**Goal**
Starting at the line that contains "For the benchmark, mark every instance of the yellow trim", print every remaining line of the entries, unchanged, and output nothing more.
--- start of Data shown ---
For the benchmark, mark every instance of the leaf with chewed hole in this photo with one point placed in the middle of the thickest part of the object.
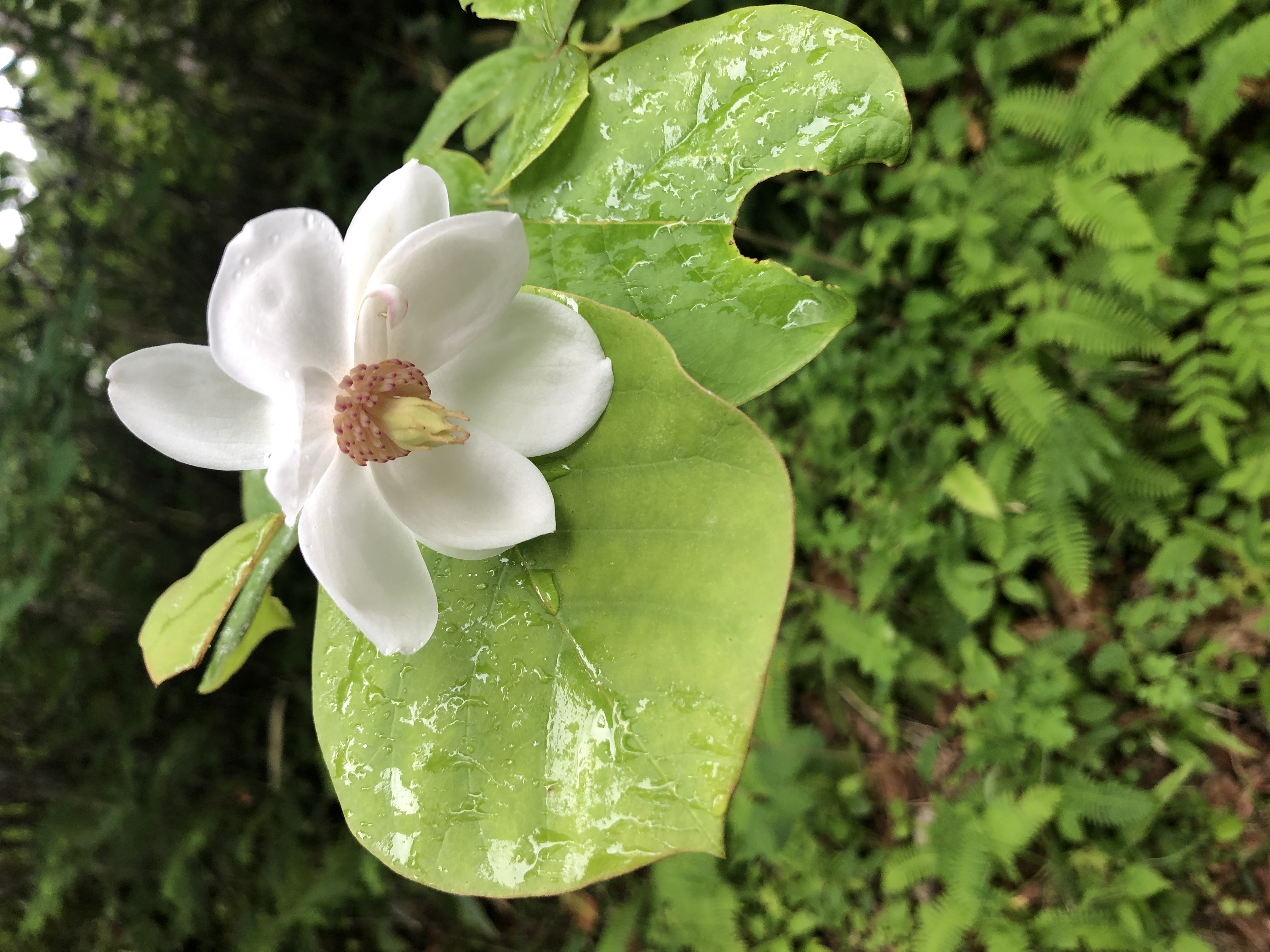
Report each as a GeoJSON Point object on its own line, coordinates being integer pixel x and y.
{"type": "Point", "coordinates": [586, 702]}
{"type": "Point", "coordinates": [634, 204]}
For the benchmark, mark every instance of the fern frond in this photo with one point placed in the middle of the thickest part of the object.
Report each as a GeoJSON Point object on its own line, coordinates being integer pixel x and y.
{"type": "Point", "coordinates": [1151, 33]}
{"type": "Point", "coordinates": [1011, 823]}
{"type": "Point", "coordinates": [1103, 211]}
{"type": "Point", "coordinates": [1165, 200]}
{"type": "Point", "coordinates": [1137, 475]}
{"type": "Point", "coordinates": [1066, 542]}
{"type": "Point", "coordinates": [1126, 145]}
{"type": "Point", "coordinates": [1089, 334]}
{"type": "Point", "coordinates": [1021, 399]}
{"type": "Point", "coordinates": [943, 923]}
{"type": "Point", "coordinates": [1029, 40]}
{"type": "Point", "coordinates": [1215, 99]}
{"type": "Point", "coordinates": [905, 869]}
{"type": "Point", "coordinates": [1107, 803]}
{"type": "Point", "coordinates": [1038, 112]}
{"type": "Point", "coordinates": [1123, 509]}
{"type": "Point", "coordinates": [1250, 479]}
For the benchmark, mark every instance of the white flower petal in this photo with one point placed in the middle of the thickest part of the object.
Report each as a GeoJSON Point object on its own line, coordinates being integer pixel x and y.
{"type": "Point", "coordinates": [279, 301]}
{"type": "Point", "coordinates": [368, 562]}
{"type": "Point", "coordinates": [479, 496]}
{"type": "Point", "coordinates": [304, 441]}
{"type": "Point", "coordinates": [472, 555]}
{"type": "Point", "coordinates": [459, 276]}
{"type": "Point", "coordinates": [176, 399]}
{"type": "Point", "coordinates": [535, 380]}
{"type": "Point", "coordinates": [408, 200]}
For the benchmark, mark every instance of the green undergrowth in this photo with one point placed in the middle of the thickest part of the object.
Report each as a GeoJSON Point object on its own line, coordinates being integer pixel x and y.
{"type": "Point", "coordinates": [1020, 697]}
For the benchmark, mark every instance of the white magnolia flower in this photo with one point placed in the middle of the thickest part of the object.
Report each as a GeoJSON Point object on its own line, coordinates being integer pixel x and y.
{"type": "Point", "coordinates": [379, 346]}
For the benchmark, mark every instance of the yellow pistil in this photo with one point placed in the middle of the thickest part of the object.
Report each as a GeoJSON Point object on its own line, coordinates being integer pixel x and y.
{"type": "Point", "coordinates": [384, 412]}
{"type": "Point", "coordinates": [415, 423]}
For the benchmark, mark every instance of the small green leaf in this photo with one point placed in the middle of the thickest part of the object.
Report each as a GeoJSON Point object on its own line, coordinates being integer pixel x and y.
{"type": "Point", "coordinates": [561, 89]}
{"type": "Point", "coordinates": [256, 497]}
{"type": "Point", "coordinates": [971, 492]}
{"type": "Point", "coordinates": [634, 204]}
{"type": "Point", "coordinates": [185, 619]}
{"type": "Point", "coordinates": [239, 635]}
{"type": "Point", "coordinates": [470, 91]}
{"type": "Point", "coordinates": [495, 115]}
{"type": "Point", "coordinates": [971, 587]}
{"type": "Point", "coordinates": [465, 181]}
{"type": "Point", "coordinates": [526, 753]}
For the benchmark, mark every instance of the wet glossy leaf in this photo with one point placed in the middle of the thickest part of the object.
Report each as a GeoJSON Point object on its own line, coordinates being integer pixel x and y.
{"type": "Point", "coordinates": [552, 735]}
{"type": "Point", "coordinates": [561, 89]}
{"type": "Point", "coordinates": [182, 622]}
{"type": "Point", "coordinates": [636, 201]}
{"type": "Point", "coordinates": [470, 91]}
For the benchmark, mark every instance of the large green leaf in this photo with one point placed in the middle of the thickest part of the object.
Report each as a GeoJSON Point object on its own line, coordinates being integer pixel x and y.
{"type": "Point", "coordinates": [182, 622]}
{"type": "Point", "coordinates": [586, 702]}
{"type": "Point", "coordinates": [552, 102]}
{"type": "Point", "coordinates": [634, 202]}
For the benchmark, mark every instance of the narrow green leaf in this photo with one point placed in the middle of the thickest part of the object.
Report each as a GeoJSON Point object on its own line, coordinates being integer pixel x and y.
{"type": "Point", "coordinates": [256, 498]}
{"type": "Point", "coordinates": [525, 753]}
{"type": "Point", "coordinates": [971, 492]}
{"type": "Point", "coordinates": [185, 619]}
{"type": "Point", "coordinates": [634, 204]}
{"type": "Point", "coordinates": [561, 89]}
{"type": "Point", "coordinates": [546, 21]}
{"type": "Point", "coordinates": [637, 12]}
{"type": "Point", "coordinates": [233, 645]}
{"type": "Point", "coordinates": [271, 616]}
{"type": "Point", "coordinates": [496, 113]}
{"type": "Point", "coordinates": [470, 91]}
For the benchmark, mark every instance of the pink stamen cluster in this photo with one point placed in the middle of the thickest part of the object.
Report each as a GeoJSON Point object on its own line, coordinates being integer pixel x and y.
{"type": "Point", "coordinates": [364, 389]}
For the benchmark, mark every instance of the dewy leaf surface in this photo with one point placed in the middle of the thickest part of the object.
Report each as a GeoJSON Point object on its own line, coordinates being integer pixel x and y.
{"type": "Point", "coordinates": [634, 204]}
{"type": "Point", "coordinates": [586, 702]}
{"type": "Point", "coordinates": [182, 622]}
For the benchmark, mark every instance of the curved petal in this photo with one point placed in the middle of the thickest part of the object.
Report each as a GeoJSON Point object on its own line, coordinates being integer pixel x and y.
{"type": "Point", "coordinates": [458, 276]}
{"type": "Point", "coordinates": [277, 301]}
{"type": "Point", "coordinates": [304, 441]}
{"type": "Point", "coordinates": [368, 562]}
{"type": "Point", "coordinates": [176, 399]}
{"type": "Point", "coordinates": [409, 199]}
{"type": "Point", "coordinates": [535, 380]}
{"type": "Point", "coordinates": [479, 496]}
{"type": "Point", "coordinates": [472, 555]}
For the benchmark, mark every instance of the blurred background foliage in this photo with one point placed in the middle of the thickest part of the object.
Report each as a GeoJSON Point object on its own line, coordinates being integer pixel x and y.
{"type": "Point", "coordinates": [1020, 696]}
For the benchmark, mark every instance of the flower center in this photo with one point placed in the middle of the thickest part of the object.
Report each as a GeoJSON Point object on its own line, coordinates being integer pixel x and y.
{"type": "Point", "coordinates": [383, 412]}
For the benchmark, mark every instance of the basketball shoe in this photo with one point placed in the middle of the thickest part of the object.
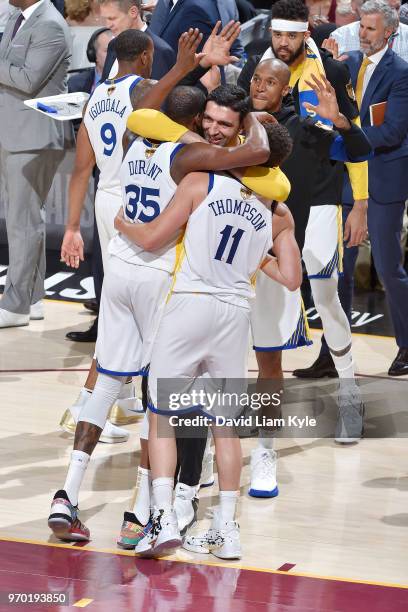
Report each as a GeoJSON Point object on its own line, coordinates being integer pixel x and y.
{"type": "Point", "coordinates": [164, 536]}
{"type": "Point", "coordinates": [350, 417]}
{"type": "Point", "coordinates": [110, 434]}
{"type": "Point", "coordinates": [263, 473]}
{"type": "Point", "coordinates": [64, 521]}
{"type": "Point", "coordinates": [132, 532]}
{"type": "Point", "coordinates": [185, 506]}
{"type": "Point", "coordinates": [222, 539]}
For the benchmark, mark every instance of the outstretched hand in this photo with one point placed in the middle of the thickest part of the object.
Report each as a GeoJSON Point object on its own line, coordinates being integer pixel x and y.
{"type": "Point", "coordinates": [72, 248]}
{"type": "Point", "coordinates": [187, 58]}
{"type": "Point", "coordinates": [332, 46]}
{"type": "Point", "coordinates": [327, 102]}
{"type": "Point", "coordinates": [218, 45]}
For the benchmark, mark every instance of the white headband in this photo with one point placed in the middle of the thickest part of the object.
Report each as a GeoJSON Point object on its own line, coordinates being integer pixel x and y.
{"type": "Point", "coordinates": [284, 25]}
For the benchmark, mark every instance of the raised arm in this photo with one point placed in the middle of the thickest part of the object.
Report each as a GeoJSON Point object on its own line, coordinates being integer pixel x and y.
{"type": "Point", "coordinates": [72, 248]}
{"type": "Point", "coordinates": [215, 53]}
{"type": "Point", "coordinates": [285, 267]}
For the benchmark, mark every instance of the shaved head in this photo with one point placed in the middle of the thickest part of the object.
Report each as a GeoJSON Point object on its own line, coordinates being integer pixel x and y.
{"type": "Point", "coordinates": [276, 68]}
{"type": "Point", "coordinates": [269, 85]}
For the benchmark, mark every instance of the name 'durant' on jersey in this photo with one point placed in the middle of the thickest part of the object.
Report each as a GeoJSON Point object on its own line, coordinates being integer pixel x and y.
{"type": "Point", "coordinates": [241, 208]}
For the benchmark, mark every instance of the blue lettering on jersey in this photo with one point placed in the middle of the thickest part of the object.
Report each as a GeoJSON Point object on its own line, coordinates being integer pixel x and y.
{"type": "Point", "coordinates": [109, 105]}
{"type": "Point", "coordinates": [241, 208]}
{"type": "Point", "coordinates": [141, 166]}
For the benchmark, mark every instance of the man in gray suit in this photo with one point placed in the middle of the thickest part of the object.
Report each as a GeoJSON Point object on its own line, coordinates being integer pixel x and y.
{"type": "Point", "coordinates": [34, 57]}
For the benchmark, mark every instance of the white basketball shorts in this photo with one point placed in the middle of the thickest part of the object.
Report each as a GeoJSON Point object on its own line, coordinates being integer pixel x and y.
{"type": "Point", "coordinates": [132, 299]}
{"type": "Point", "coordinates": [199, 336]}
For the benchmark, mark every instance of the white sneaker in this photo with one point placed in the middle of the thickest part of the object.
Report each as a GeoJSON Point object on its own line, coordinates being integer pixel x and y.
{"type": "Point", "coordinates": [37, 311]}
{"type": "Point", "coordinates": [164, 536]}
{"type": "Point", "coordinates": [222, 540]}
{"type": "Point", "coordinates": [185, 506]}
{"type": "Point", "coordinates": [263, 473]}
{"type": "Point", "coordinates": [128, 407]}
{"type": "Point", "coordinates": [207, 470]}
{"type": "Point", "coordinates": [12, 319]}
{"type": "Point", "coordinates": [350, 418]}
{"type": "Point", "coordinates": [110, 433]}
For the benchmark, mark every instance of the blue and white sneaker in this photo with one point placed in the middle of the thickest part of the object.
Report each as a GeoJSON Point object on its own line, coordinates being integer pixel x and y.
{"type": "Point", "coordinates": [263, 473]}
{"type": "Point", "coordinates": [163, 538]}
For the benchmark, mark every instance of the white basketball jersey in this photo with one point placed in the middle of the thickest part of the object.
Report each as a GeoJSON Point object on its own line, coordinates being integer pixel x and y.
{"type": "Point", "coordinates": [105, 120]}
{"type": "Point", "coordinates": [226, 239]}
{"type": "Point", "coordinates": [147, 188]}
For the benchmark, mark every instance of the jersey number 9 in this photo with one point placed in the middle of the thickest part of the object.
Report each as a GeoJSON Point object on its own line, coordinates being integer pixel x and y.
{"type": "Point", "coordinates": [109, 139]}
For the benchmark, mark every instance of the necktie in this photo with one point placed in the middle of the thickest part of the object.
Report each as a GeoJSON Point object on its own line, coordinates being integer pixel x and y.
{"type": "Point", "coordinates": [360, 80]}
{"type": "Point", "coordinates": [18, 23]}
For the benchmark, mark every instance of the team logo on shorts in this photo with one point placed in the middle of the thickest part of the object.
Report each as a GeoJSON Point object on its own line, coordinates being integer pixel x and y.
{"type": "Point", "coordinates": [350, 91]}
{"type": "Point", "coordinates": [245, 193]}
{"type": "Point", "coordinates": [149, 152]}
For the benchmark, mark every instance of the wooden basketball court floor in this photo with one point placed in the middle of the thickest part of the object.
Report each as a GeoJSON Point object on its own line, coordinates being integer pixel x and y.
{"type": "Point", "coordinates": [334, 539]}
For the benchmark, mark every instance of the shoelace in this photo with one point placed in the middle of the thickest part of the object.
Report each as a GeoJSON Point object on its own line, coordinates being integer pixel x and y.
{"type": "Point", "coordinates": [266, 464]}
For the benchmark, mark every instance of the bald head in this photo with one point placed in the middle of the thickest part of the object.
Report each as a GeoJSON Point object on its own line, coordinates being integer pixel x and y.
{"type": "Point", "coordinates": [269, 85]}
{"type": "Point", "coordinates": [276, 68]}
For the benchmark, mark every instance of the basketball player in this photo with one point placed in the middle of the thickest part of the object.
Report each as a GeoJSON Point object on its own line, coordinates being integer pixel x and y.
{"type": "Point", "coordinates": [100, 142]}
{"type": "Point", "coordinates": [135, 285]}
{"type": "Point", "coordinates": [205, 323]}
{"type": "Point", "coordinates": [312, 147]}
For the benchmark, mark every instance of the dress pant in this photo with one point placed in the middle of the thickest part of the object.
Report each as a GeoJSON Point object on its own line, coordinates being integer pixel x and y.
{"type": "Point", "coordinates": [384, 229]}
{"type": "Point", "coordinates": [27, 177]}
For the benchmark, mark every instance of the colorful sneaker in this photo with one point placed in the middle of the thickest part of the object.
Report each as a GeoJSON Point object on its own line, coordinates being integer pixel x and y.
{"type": "Point", "coordinates": [350, 419]}
{"type": "Point", "coordinates": [163, 538]}
{"type": "Point", "coordinates": [64, 521]}
{"type": "Point", "coordinates": [222, 540]}
{"type": "Point", "coordinates": [207, 470]}
{"type": "Point", "coordinates": [185, 506]}
{"type": "Point", "coordinates": [132, 531]}
{"type": "Point", "coordinates": [263, 473]}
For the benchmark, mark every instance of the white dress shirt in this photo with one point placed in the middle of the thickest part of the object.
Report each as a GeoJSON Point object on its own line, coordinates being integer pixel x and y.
{"type": "Point", "coordinates": [348, 39]}
{"type": "Point", "coordinates": [375, 60]}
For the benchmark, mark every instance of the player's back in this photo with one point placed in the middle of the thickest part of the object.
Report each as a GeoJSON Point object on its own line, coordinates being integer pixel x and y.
{"type": "Point", "coordinates": [147, 188]}
{"type": "Point", "coordinates": [226, 239]}
{"type": "Point", "coordinates": [105, 120]}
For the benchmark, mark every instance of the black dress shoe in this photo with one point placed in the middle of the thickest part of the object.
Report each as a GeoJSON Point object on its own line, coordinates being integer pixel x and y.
{"type": "Point", "coordinates": [399, 366]}
{"type": "Point", "coordinates": [92, 305]}
{"type": "Point", "coordinates": [88, 336]}
{"type": "Point", "coordinates": [323, 366]}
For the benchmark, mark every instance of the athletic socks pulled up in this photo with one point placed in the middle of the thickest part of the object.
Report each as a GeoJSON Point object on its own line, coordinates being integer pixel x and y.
{"type": "Point", "coordinates": [76, 471]}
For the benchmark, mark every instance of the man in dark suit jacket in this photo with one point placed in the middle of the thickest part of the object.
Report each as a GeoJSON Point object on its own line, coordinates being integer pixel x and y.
{"type": "Point", "coordinates": [123, 15]}
{"type": "Point", "coordinates": [385, 79]}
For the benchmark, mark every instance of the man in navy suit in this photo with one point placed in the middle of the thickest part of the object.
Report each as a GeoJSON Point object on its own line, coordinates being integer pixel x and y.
{"type": "Point", "coordinates": [379, 75]}
{"type": "Point", "coordinates": [123, 15]}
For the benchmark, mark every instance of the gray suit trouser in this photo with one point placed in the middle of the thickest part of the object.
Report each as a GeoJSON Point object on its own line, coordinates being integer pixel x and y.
{"type": "Point", "coordinates": [27, 177]}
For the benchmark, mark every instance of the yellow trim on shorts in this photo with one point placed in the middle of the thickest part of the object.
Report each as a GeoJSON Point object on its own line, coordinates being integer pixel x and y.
{"type": "Point", "coordinates": [340, 238]}
{"type": "Point", "coordinates": [180, 254]}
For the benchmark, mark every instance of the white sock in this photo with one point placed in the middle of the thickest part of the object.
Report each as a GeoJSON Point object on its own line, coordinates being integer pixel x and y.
{"type": "Point", "coordinates": [265, 440]}
{"type": "Point", "coordinates": [228, 504]}
{"type": "Point", "coordinates": [140, 505]}
{"type": "Point", "coordinates": [344, 364]}
{"type": "Point", "coordinates": [162, 491]}
{"type": "Point", "coordinates": [76, 471]}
--- end of Data shown ---
**Reply to the task**
For the benchmark, mark every instance of the yellow trim on shorts in this photo with one point placed in the middle of the thickest part of the object.
Report each as a GeoJSON Point object on its own line, coordinates being integer pixel x and y.
{"type": "Point", "coordinates": [340, 238]}
{"type": "Point", "coordinates": [180, 254]}
For the benchmark, mark every instance of the white sock in this photo with one point placed in the middle of the thickest part of the object.
Report each as a GeoJSON Point object on its own line, coordinates being integer pixel x and y.
{"type": "Point", "coordinates": [265, 440]}
{"type": "Point", "coordinates": [228, 504]}
{"type": "Point", "coordinates": [140, 505]}
{"type": "Point", "coordinates": [344, 364]}
{"type": "Point", "coordinates": [162, 491]}
{"type": "Point", "coordinates": [76, 471]}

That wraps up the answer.